## [Challenge]
Format every line of the entries below as a numbered list, skipping any blank lines. Leave the pictures out of your answer.

Named-object pointing records
○ ○ ○ ○ ○ ○ ○

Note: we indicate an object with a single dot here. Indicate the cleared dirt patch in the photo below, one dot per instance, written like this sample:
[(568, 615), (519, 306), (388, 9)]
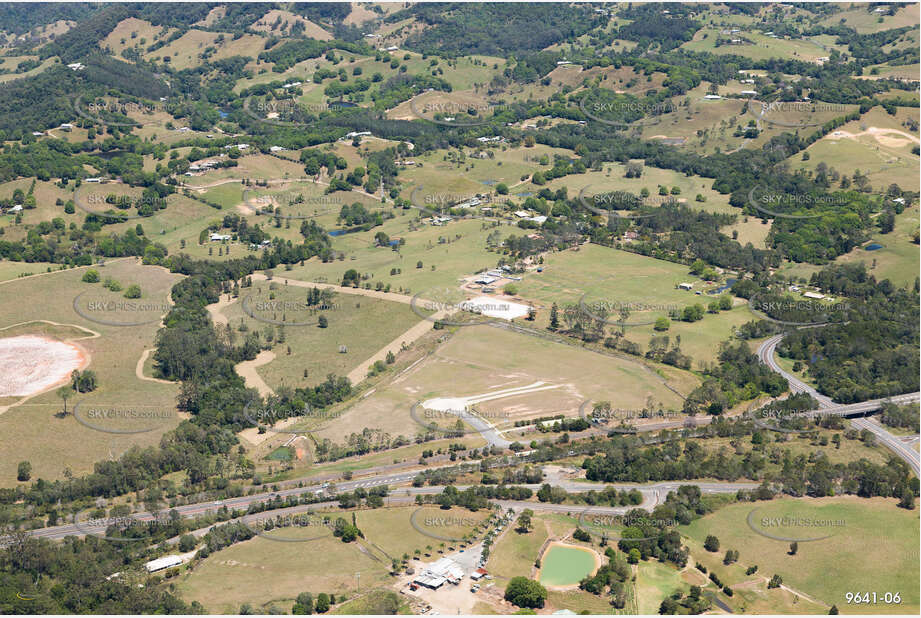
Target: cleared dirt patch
[(32, 364)]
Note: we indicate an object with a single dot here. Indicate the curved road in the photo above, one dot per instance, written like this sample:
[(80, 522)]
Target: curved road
[(653, 495), (892, 442)]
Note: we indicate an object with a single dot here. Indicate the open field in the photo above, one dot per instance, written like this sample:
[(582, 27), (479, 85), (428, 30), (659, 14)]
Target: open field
[(462, 175), (762, 47), (654, 582), (266, 573), (862, 18), (52, 443), (874, 549), (612, 178), (361, 324), (879, 145), (897, 260), (612, 278), (482, 359), (14, 270)]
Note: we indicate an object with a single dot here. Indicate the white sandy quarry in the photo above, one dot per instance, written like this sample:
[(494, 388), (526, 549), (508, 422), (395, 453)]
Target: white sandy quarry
[(30, 364)]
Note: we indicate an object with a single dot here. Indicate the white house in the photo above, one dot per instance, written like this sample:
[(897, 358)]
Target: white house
[(474, 201), (162, 563)]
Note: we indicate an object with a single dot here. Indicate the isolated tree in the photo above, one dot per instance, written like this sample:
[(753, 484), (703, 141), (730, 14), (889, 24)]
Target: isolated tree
[(554, 317), (524, 520), (908, 498), (65, 392), (712, 543), (303, 605), (24, 471)]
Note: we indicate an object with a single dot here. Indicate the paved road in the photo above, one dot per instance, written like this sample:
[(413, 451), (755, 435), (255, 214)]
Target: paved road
[(652, 495), (892, 442)]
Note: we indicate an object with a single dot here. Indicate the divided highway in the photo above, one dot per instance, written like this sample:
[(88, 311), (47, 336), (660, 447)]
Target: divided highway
[(653, 495), (892, 442)]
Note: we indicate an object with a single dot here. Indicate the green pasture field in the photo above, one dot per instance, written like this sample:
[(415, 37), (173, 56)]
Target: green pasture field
[(898, 259), (364, 325), (612, 178), (655, 581), (391, 530), (439, 175), (606, 275), (885, 157), (762, 48), (14, 270), (862, 18), (903, 71), (52, 443), (482, 359), (129, 33), (434, 246), (873, 550), (264, 573)]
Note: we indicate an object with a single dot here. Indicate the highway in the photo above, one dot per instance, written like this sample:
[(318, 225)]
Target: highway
[(829, 407), (653, 494)]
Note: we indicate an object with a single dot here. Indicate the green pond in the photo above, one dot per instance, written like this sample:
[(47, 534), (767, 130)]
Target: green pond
[(565, 565)]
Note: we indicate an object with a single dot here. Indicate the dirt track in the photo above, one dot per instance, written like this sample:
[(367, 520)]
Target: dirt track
[(247, 371)]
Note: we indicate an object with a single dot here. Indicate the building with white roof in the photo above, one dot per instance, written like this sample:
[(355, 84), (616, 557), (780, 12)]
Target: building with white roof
[(162, 563)]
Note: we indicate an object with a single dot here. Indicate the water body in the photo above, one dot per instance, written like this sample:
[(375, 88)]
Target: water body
[(566, 565)]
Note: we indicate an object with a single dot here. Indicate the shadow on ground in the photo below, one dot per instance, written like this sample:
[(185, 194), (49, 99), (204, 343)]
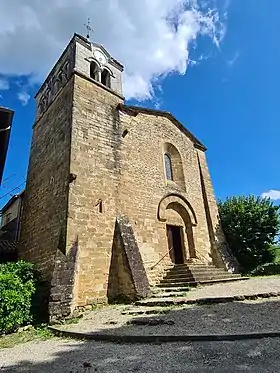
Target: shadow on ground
[(226, 318), (60, 355)]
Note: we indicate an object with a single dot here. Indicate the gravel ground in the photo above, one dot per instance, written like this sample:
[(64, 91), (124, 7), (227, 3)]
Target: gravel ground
[(251, 286), (227, 318), (64, 356)]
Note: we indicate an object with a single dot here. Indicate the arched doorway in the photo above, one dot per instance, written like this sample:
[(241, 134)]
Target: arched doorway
[(180, 221)]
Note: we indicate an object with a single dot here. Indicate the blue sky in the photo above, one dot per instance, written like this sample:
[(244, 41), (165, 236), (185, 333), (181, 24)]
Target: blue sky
[(229, 100)]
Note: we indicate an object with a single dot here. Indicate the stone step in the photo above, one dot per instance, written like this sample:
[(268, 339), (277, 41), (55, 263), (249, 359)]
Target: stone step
[(170, 294), (156, 289), (204, 282), (207, 269), (154, 310), (171, 275), (204, 277)]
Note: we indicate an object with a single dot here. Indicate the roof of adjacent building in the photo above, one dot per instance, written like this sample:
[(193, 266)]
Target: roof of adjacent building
[(135, 110), (8, 247), (6, 118), (11, 201)]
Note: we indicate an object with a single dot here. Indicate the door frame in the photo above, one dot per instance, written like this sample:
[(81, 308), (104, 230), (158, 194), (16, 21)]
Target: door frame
[(170, 242)]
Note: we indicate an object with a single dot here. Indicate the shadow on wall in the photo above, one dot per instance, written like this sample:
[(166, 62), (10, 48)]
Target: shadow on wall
[(63, 356), (127, 276)]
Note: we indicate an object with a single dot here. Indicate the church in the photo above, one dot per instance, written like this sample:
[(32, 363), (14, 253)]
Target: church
[(117, 196)]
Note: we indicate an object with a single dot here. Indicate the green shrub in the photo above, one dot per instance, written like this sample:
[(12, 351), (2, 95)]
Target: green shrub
[(24, 270), (267, 269), (251, 225), (17, 286)]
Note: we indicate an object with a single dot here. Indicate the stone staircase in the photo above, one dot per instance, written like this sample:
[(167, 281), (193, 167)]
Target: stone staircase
[(185, 275), (175, 287)]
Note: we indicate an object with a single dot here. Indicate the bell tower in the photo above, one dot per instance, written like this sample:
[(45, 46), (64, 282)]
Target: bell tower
[(73, 172)]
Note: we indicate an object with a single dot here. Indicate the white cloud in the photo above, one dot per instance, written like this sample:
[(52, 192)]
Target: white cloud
[(23, 97), (4, 84), (272, 194), (152, 38), (234, 59)]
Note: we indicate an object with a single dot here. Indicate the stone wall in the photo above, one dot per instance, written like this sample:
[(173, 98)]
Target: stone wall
[(91, 162), (127, 277), (44, 213), (143, 185), (93, 196)]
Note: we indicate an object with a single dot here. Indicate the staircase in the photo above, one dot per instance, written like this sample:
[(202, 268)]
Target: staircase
[(186, 275)]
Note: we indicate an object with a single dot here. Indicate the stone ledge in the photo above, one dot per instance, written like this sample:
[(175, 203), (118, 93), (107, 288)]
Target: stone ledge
[(202, 301), (102, 337)]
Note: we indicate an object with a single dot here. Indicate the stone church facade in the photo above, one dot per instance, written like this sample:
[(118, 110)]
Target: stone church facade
[(115, 194)]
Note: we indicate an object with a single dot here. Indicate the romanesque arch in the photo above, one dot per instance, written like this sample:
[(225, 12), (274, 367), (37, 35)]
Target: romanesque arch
[(179, 204)]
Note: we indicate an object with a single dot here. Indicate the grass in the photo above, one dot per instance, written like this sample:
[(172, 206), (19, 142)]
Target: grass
[(33, 333), (277, 257)]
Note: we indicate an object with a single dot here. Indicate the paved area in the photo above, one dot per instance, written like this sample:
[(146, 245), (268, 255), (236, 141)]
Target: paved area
[(228, 318), (63, 356), (252, 286)]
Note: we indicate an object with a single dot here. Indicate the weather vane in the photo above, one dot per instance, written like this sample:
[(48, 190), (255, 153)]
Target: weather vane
[(89, 29)]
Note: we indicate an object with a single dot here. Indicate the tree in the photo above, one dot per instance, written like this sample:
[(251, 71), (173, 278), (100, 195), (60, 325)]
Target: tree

○ ○ ○ ○ ○ ○ ○

## [Expected answer]
1. Note: we indicate an object with a single dot here. Indicate the cleared dirt patch in the photo below, one dot per instance, written like this sample:
2. [(568, 615), (519, 306), (388, 9)]
3. Target: cleared dirt patch
4. [(32, 364)]
5. Note: we indicate an object with a single dot here. Indicate the curved road in the photo above, one dot per instance, written like this sample:
6. [(80, 522)]
7. Target: curved road
8. [(653, 495), (892, 442)]
9. Note: we indicate an object with a single dot here. Indicate the open field in the photo above, one dot per instance, written like this sample:
10. [(582, 27), (479, 85), (428, 30), (659, 14)]
11. Target: open field
12. [(462, 175), (762, 47), (654, 582), (266, 573), (862, 18), (52, 443), (874, 549), (612, 178), (361, 324), (879, 145), (897, 260), (612, 278), (482, 359), (14, 270)]
13. Note: we indicate an object with a single dot here. Indicate the white sandy quarry in the photo above, one dot per instance, written like this sample:
14. [(494, 388), (526, 549), (508, 422), (395, 453)]
15. Target: white sandy quarry
16. [(30, 364)]
17. Note: we indicate an object with a single dot here. Indicate the white house in the photo above, one dot per instance, written like this sample:
18. [(897, 358)]
19. Target: white house
20. [(474, 201), (162, 563)]
21. Note: we indicate an object with a single dot here. Indicate the isolated tree in the photo above, one dot per instance, written like this sample:
22. [(753, 484), (703, 141), (730, 14), (889, 24)]
23. Target: isolated tree
24. [(554, 317), (524, 520), (908, 498), (65, 392), (712, 543), (303, 605), (24, 471)]
25. Note: we indicate an object with a single dot here. Indicate the paved road in the photo above, one dot per instance, written like this sample:
26. [(413, 451), (755, 435), (255, 214)]
27. Target: paved road
28. [(652, 495), (892, 442)]
29. Note: we indicate an object with a single dot here. Indicate the divided highway in the photo above, one dot per instance, written like this sample:
30. [(88, 311), (47, 336), (660, 447)]
31. Target: divided highway
32. [(653, 495), (892, 442)]
33. Note: we indicate an object with a single dot here. Indicate the green pasture field in the photo above, one dot per instance, written like this sample:
34. [(415, 37), (173, 56)]
35. Target: green pasture field
36. [(898, 259), (364, 325), (612, 178), (655, 581), (391, 530), (439, 175), (606, 275), (885, 157), (762, 48), (14, 270), (862, 18), (903, 71), (52, 443), (482, 359), (129, 33), (434, 246), (873, 550), (264, 573)]
37. Note: we indicate an object with a single dot here. Indicate the highway in the photo above, one dot per instance, written like this sample:
38. [(318, 225)]
39. Target: highway
40. [(829, 407), (653, 494)]
41. Note: we indicate an object with a single dot here. Indicate the green pond in the photo above, one dot per instance, written like this sample:
42. [(47, 534), (767, 130)]
43. Target: green pond
44. [(565, 565)]
45. Note: we indicate an object with a single dot here. Indicate the dirt track in the photo above, one dot per instance, written like this sample:
46. [(367, 520)]
47. Target: dirt track
48. [(247, 371)]
49. Note: we indicate an object with a single dot here. Indicate the building with white roof in the photo above, one dot per instance, written like this sample:
50. [(355, 84), (616, 557), (780, 12)]
51. Target: building with white roof
52. [(162, 563)]
53. Note: we indicate an object with a single dot here. Indicate the water body in the photo above, one dot per instance, written like this sample:
54. [(375, 88)]
55. Target: water body
56. [(566, 565)]
57. Note: we indicate an object with a single dot here. Indicate the shadow on ground in the photo below, one dot per instance, written like this sample:
58. [(185, 194), (49, 99), (204, 343)]
59. Target: shadow on ground
60. [(226, 318), (60, 355)]
61. Note: we indicate an object with a single dot here. Indicate the gravel ground in the photo above, one dot per instance, written like this sample:
62. [(64, 91), (124, 7), (227, 3)]
63. Target: gravel ground
64. [(251, 286), (227, 318), (64, 356)]
65. Note: we indicate an object with a single dot here. Indicate the arched doorway in the photo above, one dot per instance, written like this sample:
66. [(241, 134)]
67. Target: arched doorway
68. [(180, 221)]
69. Note: we indicate an object with a single dot here. Indicate the blue sky in the photo above, one dot per instance, written like this sample:
70. [(244, 41), (165, 236), (185, 333), (181, 24)]
71. Target: blue sky
72. [(229, 100)]
73. Note: we indicate an object with a single dot here. Indicate the stone step in the photo above, one dot per instance, written like this sample:
74. [(268, 339), (277, 41), (55, 263), (249, 359)]
75. Target: stone step
76. [(170, 294), (156, 289), (204, 282), (207, 269), (154, 310), (171, 275), (204, 277)]
77. Note: we indicate an object with a single dot here. Indicate the roof of adjacent building in the photo above, one dot per instance, written like this sample:
78. [(193, 266)]
79. Target: roof of adjacent building
80. [(135, 110), (8, 247), (6, 118), (11, 201)]
81. Note: we indicate an object with a single dot here. Indicate the door frame in the photo above, one dot per instance, written like this sample:
82. [(81, 308), (104, 230), (158, 194), (16, 21)]
83. Target: door frame
84. [(170, 242)]
85. Note: we indicate an object with a single dot here. Indicate the shadow on wall in the photo above, one dot per instance, written like this sample:
86. [(166, 62), (10, 48)]
87. Target: shadow on wall
88. [(63, 356), (127, 276)]
89. Note: we indicate an object with a single dot here. Indicate the church in the photo above, one dot per instance, written like this sample:
90. [(32, 363), (14, 253)]
91. Target: church
92. [(117, 196)]
93. Note: we indicate an object with a single dot here. Indicate the green shrub in the photo above, one dot per instance, written like this sample:
94. [(12, 351), (2, 95)]
95. Target: green shrub
96. [(24, 270), (267, 269), (251, 225), (17, 286)]
97. Note: we indicate an object with a single dot here. Indicate the stone staircase in the photo above, one dot per instance, written like this sample:
98. [(167, 281), (193, 167)]
99. Target: stone staircase
100. [(185, 275), (175, 287)]
101. Note: we indicate an object with a single dot here. Indicate the bell tower in the photo above, one dot per instance, written like this sample:
102. [(45, 46), (64, 282)]
103. Target: bell tower
104. [(73, 172)]
105. Note: we indicate an object with a single dot here. Indicate the white cloud in the photo above, one dot per instance, written like this sample:
106. [(52, 192)]
107. Target: white cloud
108. [(23, 97), (4, 84), (272, 194), (152, 38), (234, 59)]
109. Note: we indicate an object with a single dot here. Indicate the stone wall in the photo above, one dot per instance, written like this sample:
110. [(173, 98)]
111. Target: stone wall
112. [(91, 162), (127, 277), (44, 213), (143, 185), (93, 196)]
113. Note: we indicate an object with a single dot here. Indicate the staircase in the photo above, one dot per instance, written like this sample:
114. [(202, 268)]
115. Target: staircase
116. [(186, 275)]
117. Note: we indicate an object with a single dot here. Indicate the stone ledge in the photo above, one dot per instance, written like this sample:
118. [(175, 203), (118, 93), (107, 288)]
119. Target: stone ledge
120. [(202, 301), (102, 337)]
121. Note: we indicate an object with a single dot here. Indicate the stone church facade in the photo above, one dot per instance, written like this sample:
122. [(118, 110)]
123. Target: stone church facade
124. [(115, 194)]
125. Note: we indicate an object with a single dot here. Indicate the romanesque arch in the photo above, one dot per instance, written like this sample:
126. [(225, 12), (274, 367), (37, 35)]
127. Target: romanesque arch
128. [(179, 204)]
129. Note: we indicate an object with a single dot here. Indicate the grass in the photo above, one dot per instance, written like this sample:
130. [(172, 206), (19, 142)]
131. Target: grass
132. [(33, 333), (277, 257)]
133. Note: we indicate an object with a single dot here. Indicate the paved area in the photo above, one dot per instance, written like this sample:
134. [(146, 245), (268, 255), (236, 141)]
135. Target: paved area
136. [(228, 318), (63, 356), (252, 286)]
137. Note: we indicate an object with a single dot here. Indicate the weather vane in the photo above, one dot per instance, written like this sample:
138. [(48, 190), (255, 153)]
139. Target: weather vane
140. [(89, 29)]
141. Note: we indicate an object with a single dot here. Indicate the tree in the photo above, one dot per instance, written like this sample:
142. [(251, 71), (173, 278), (100, 195), (60, 325)]
143. Target: tree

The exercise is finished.